How do we as humans judge value? Most of the time it’s through something’s proximity to us. We take the quality of our food seriously because it literally goes through our bodies. We buy scarves and mittens if we live in a particularly chilly climate. If we spend a third of our lives in bed, isn't it only natural to care about what we sleep on?
Shopping for bedding should be fun, but it’s also important to be informed. Is your sheet choice the best for your sleep? What about the environment? After all, consumers have a lot of options, and brands aren’t always forthcoming with information you should have before you purchase. Let’s explore our options below.
A good rule of thumb is to avoid sheets that claim to be wrinkle free. In order to actually achieve that, the sheets have to go through an intense chemical process that generally includes the use of formaldehyde, which is linked to a lot of health conditions like asthma and dermatitis. Despite the major health implications of formaldehyde exposure, the US doesn’t regulate formaldehyde levels in clothing, nor does any government agency require companies to disclose the use of the chemical on labels.
Thread count doesn’t actually represent quality. Instead of zeroing in on that number, look at the bigger picture. A sheet’s fiber choice has a huge impact on it’s comfort. We’re obviously big fans of cotton, so we recommend looking for a sheet that has a cotton fiber. A sheet’s weave also directly affects the specific feel of the sheet. A sateen weave produces a silky finish that’s perfect for year-round comfort. Also try to find a sheet that uses single-ply yarn, rather than double or multiple. The finer the thread, the softer the sheet.
Like we mentioned above, sheet fibers have a dramatic impact on how your sheet actually feels. The farming practices also vary from fiber to fiber, so it’s important to be as informed as possible before making your purchase.
Regular cotton sheets are the standard sets you find in most retail stores. Consumers may turn to regular cotton sheets because they boast high thread counts or because they tend to be cheaper than the alternatives. But the seams and boasted comfort hide a pretty terrifying reality.
Conventional cotton farming is responsible for 22.5% of the world’s insecticides and 10% of all pesticides, on 2.5% of all agricultural land. To put that in context, of all insecticides used globally every year, the estimated amount used on cotton is 16-25% more than any other single crop. That cotton shirt you’re wearing? What if you discovered that the pound of cotton needed to make your shirt was sprayed with almost a third of a pound of chemical pesticides? Would you still wear it?
Now consider the amount of cotton needed to make a bed sheet. Would you still sleep on it knowing the amount of chemicals it has been treated with?
For a long time, Egyptian cotton was considered the gold standard of luxury linens. Is it worth the hype (and price tag)?
After a little research, I discovered that Egyptian cotton production has been declining for years. A direct result of the low production has been a rise in knock-offs and counterfeits. Target (the second largest discount retailer in the US), has canceled orders worth upwards of 90 million dollars from the brand Welspun; and other retailers like Walmart and Bed Bath & Beyond are following suit. Why? Because more and more brands are undergoing DNA testing on their sheets and discover that the products claiming to be Egyptian Cotton actually aren't.
If you were to find a set of authentic Egyptian Cotton Sheets, it’s important to note that the cotton still uses the same farming practices of conventional cotton.
Bamboo has been on the rise for the past couple of years and is quickly gaining in popularity for it’s super smooth/ soft finish and relatively environmentally friendly production process.
Bamboo is the fastest growing crop in the world, and is actually easier to farm than cotton. It doesn’t require a lot of water, and is naturally resistant to a lot of bugs, so it doesn’t require as many chemicals to farm. Most bamboo fabrics are created by breaking down bamboo pulp through a chemical process to produce a rayon material. So while bamboo sheets may be a more environmentally friendly option than conventional cotton, organic cotton sheets are the best option.
Organic cotton sheets gives you the comfort of cotton that you know and love, with a little peace of mind. It’s harvested from organic land that’s grown through an organic and sustainable process. The sheets themselves are manufactured with no chemicals or bleaches or finishing applications, so you can truly rest easy knowing you made a smart, healthy purchase.

---*---

Required work:
[1] In the bedding article, what percentage of the world's insecticides is conventional cotton farming responsible for?
[2] Return the passage of the bedding article from "Bamboo is the" up to and including "smart, healthy purchase.", copied word for word.

Data records:
---*---

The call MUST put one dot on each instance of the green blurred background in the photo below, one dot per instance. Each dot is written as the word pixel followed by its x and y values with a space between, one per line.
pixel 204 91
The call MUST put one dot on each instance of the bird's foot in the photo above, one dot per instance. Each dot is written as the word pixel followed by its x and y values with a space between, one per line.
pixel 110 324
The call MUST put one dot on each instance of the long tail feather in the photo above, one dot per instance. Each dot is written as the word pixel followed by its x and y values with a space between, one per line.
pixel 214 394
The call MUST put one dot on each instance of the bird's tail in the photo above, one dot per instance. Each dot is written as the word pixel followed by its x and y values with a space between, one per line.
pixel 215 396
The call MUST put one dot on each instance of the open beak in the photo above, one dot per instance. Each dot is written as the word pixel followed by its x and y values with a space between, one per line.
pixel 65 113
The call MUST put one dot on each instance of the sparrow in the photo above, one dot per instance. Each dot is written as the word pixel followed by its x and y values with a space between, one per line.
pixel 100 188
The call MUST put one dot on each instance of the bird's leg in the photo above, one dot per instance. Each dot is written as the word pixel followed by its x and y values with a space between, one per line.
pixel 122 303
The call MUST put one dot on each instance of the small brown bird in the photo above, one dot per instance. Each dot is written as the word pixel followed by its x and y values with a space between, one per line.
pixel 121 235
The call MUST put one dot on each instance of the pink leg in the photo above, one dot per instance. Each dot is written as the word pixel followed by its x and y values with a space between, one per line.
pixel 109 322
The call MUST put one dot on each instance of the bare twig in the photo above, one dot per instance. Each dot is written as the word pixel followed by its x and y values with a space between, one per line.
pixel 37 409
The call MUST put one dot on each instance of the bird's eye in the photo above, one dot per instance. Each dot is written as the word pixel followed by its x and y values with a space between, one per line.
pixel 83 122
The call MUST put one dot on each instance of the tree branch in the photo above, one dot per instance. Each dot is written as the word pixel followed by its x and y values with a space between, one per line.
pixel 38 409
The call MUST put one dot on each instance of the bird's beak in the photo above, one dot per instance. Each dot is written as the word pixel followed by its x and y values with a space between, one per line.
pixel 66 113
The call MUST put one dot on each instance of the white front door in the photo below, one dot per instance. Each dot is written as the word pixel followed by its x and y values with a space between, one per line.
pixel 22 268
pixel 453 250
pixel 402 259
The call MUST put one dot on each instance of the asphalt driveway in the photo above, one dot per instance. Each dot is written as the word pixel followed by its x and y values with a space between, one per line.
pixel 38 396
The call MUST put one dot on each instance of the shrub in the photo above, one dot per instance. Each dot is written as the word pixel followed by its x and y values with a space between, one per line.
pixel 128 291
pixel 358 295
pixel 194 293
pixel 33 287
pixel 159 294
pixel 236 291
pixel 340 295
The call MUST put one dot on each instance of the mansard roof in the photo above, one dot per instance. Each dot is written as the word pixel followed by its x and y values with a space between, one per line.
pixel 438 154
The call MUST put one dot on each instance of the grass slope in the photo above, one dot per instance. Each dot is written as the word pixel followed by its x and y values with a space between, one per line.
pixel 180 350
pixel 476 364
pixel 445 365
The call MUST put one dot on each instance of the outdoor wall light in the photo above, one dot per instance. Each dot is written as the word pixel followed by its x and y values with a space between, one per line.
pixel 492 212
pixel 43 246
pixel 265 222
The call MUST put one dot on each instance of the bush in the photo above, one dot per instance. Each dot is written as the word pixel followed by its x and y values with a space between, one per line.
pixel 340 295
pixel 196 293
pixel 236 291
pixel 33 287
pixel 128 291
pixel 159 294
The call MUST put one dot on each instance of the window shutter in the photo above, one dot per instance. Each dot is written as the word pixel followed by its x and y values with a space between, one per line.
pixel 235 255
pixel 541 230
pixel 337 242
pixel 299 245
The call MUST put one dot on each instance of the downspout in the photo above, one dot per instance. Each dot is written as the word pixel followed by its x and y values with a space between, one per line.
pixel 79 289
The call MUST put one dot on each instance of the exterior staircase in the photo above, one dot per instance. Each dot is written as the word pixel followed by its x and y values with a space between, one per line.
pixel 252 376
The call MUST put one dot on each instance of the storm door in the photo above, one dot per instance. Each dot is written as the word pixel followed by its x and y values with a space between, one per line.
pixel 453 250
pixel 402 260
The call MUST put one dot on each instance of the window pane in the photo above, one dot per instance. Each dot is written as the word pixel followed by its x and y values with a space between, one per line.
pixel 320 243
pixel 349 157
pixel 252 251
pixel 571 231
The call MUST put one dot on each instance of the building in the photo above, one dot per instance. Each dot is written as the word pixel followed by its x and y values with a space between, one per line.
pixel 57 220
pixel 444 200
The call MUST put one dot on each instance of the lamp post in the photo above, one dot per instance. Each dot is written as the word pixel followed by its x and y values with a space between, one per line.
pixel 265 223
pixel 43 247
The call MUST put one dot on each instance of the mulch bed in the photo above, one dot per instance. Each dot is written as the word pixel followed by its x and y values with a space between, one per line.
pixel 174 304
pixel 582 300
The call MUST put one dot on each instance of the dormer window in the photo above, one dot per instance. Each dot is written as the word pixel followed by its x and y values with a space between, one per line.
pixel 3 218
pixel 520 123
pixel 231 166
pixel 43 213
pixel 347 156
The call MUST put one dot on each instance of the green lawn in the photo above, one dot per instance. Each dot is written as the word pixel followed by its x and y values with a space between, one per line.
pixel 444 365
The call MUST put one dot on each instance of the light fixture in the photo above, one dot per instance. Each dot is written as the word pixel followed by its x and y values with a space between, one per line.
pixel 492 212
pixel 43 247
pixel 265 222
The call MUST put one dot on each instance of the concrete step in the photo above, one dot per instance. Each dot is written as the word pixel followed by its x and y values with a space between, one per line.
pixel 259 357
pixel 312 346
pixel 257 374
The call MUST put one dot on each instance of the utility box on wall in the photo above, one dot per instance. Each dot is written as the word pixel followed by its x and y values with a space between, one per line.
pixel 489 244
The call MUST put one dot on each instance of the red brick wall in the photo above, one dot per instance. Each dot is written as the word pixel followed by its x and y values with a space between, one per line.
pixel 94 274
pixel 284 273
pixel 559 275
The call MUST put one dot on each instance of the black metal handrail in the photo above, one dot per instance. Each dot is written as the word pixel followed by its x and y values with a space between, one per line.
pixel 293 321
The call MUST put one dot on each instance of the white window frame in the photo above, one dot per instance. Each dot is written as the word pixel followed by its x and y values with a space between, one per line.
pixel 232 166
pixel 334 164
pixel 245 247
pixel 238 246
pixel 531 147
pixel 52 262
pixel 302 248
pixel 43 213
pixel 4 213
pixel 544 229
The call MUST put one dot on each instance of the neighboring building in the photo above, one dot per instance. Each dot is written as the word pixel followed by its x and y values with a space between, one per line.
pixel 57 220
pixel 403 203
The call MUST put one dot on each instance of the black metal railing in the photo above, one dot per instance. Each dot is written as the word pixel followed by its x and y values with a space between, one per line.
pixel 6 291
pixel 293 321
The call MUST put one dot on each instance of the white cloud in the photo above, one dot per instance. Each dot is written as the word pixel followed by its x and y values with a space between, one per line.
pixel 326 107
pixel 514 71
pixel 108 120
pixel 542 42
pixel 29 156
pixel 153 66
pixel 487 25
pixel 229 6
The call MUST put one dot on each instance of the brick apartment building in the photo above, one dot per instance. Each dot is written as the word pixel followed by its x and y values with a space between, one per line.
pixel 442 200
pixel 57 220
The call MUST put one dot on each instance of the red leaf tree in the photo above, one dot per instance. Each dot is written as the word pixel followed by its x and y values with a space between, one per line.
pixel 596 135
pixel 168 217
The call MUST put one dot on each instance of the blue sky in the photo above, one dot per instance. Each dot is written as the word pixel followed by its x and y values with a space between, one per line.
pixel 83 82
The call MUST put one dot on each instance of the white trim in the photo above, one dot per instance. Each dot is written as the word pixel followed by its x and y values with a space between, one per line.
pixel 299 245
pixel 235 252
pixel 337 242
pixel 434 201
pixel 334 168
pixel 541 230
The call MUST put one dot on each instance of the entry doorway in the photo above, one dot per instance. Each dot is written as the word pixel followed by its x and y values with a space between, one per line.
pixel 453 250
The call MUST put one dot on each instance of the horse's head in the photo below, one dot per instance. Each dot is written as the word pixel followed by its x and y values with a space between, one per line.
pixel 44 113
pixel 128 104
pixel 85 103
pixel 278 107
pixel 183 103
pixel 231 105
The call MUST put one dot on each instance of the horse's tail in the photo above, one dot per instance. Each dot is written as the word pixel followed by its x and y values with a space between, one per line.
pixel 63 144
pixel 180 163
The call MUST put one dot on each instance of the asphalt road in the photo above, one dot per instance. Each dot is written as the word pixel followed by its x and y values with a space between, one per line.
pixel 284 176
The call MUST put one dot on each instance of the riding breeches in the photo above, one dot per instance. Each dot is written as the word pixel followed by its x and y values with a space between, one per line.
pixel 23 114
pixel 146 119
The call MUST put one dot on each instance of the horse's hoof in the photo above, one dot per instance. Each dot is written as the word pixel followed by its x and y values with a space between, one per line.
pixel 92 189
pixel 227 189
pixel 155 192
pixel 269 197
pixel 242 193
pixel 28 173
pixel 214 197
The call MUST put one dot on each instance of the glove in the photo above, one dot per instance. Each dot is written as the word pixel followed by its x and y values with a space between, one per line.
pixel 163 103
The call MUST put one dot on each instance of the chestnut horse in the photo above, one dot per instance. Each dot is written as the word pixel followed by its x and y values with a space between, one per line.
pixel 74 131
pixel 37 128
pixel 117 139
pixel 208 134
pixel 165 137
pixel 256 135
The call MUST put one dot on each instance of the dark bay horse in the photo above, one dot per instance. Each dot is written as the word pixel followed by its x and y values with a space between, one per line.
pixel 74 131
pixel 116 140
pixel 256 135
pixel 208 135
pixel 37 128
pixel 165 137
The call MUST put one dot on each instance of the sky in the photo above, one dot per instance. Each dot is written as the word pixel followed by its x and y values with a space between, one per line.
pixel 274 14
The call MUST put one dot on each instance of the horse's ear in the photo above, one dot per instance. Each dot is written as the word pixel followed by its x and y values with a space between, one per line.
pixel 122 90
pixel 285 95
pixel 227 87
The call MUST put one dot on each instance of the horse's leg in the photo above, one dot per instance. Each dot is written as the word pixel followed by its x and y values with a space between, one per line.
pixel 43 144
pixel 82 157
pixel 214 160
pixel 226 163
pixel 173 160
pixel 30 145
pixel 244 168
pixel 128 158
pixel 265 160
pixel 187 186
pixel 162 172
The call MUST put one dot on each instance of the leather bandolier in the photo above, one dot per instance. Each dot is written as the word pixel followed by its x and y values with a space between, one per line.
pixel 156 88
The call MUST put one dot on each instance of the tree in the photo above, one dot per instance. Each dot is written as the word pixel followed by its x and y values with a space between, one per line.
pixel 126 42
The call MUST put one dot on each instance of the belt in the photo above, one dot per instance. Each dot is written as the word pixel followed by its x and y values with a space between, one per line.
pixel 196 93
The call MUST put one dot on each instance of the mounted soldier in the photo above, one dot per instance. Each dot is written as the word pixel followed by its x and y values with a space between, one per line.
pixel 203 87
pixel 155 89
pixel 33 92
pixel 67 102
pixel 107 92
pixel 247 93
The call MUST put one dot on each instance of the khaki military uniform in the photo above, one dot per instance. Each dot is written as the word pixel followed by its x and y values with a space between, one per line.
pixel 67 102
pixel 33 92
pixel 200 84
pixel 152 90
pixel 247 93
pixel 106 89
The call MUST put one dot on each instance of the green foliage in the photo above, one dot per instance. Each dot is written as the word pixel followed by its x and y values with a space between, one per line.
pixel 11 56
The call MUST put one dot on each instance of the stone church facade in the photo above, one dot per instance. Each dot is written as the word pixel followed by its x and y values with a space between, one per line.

---*---

Answers to each task:
[1] 22.5%

[2]
Bamboo is the fastest growing crop in the world, and is actually easier to farm than cotton. It doesn’t require a lot of water, and is naturally resistant to a lot of bugs, so it doesn’t require as many chemicals to farm. Most bamboo fabrics are created by breaking down bamboo pulp through a chemical process to produce a rayon material. So while bamboo sheets may be a more environmentally friendly option than conventional cotton, organic cotton sheets are the best option.
Organic cotton sheets gives you the comfort of cotton that you know and love, with a little peace of mind. It’s harvested from organic land that’s grown through an organic and sustainable process. The sheets themselves are manufactured with no chemicals or bleaches or finishing applications, so you can truly rest easy knowing you made a smart, healthy purchase.